> _THE TASK_: Which Formula One teams does the passage on competitive balance in the 2020 season name?
GIVEN PASSAGE section start
The author is a currently registered on the MSc in Research (Sports Economics) at University College Cork.
In a flourishing sports economics literature it is fair to say that relatively little attention has been paid to Formula One. With just two races to go in the 2020 season many questions of interest to sports economists exist. Central to these is that of competitive balance.
The story of the season however is the inability of the likes of McLaren, Racing Point and Renault to get past the Mercedes and Red Bull. So far just four drivers secure a race win, which is reflected in race odds. The Haas, Alfa Romeo, and Williams drivers are consistently priced at 500/1, given no chance by the bookies of grabbing a race win.
This is well explained by the odds from the Spanish Grand Prix. Sergio Perez of Racing Point was priced at a very high 40/1 given his fourth place qualification. This was of course as he was starting right behind both Mercedes and a Red Bull of Max Verstappen. In comparison, for the 70th Anniversary Grand Prix in Silverstone, when Max Verstappen had qualified behind Nico Hulkenberg in the Racing Point as well as both Mercedes, he was priced at a much lower 12/1. Which the bookies will have wished was less, as he went on to win the race.
GIVEN PASSAGE section end
DATA PROVIDED section start
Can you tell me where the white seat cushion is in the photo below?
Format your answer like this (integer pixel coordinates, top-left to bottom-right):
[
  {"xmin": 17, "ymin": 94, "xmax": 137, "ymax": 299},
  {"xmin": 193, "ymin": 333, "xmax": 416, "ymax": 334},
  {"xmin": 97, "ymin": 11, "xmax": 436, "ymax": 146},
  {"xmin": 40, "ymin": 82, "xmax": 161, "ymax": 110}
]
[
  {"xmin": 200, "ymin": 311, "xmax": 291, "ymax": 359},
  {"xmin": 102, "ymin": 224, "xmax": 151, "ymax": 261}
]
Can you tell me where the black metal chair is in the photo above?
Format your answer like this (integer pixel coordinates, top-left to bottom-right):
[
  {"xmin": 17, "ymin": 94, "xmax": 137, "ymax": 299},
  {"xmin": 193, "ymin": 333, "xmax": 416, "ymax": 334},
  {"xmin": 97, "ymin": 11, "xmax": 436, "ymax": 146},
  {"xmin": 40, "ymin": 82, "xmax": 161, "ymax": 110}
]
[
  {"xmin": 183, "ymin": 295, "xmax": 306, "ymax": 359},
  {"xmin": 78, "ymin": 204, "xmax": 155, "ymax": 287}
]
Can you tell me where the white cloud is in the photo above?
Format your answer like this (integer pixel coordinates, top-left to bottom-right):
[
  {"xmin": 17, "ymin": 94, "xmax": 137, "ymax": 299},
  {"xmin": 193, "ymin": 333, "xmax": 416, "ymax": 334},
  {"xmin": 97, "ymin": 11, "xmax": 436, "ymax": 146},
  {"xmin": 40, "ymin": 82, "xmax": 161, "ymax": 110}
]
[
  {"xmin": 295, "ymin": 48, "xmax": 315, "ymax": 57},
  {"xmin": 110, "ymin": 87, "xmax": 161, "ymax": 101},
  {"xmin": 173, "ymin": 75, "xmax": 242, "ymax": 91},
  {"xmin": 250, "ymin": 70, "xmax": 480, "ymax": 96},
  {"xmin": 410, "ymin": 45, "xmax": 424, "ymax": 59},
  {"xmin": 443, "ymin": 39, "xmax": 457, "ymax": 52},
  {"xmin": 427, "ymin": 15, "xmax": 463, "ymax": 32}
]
DATA PROVIDED section end
> _ANSWER TO THIS EXERCISE_: McLaren, Racing Point, Renault, Mercedes, Red Bull, Haas, Alfa Romeo, Williams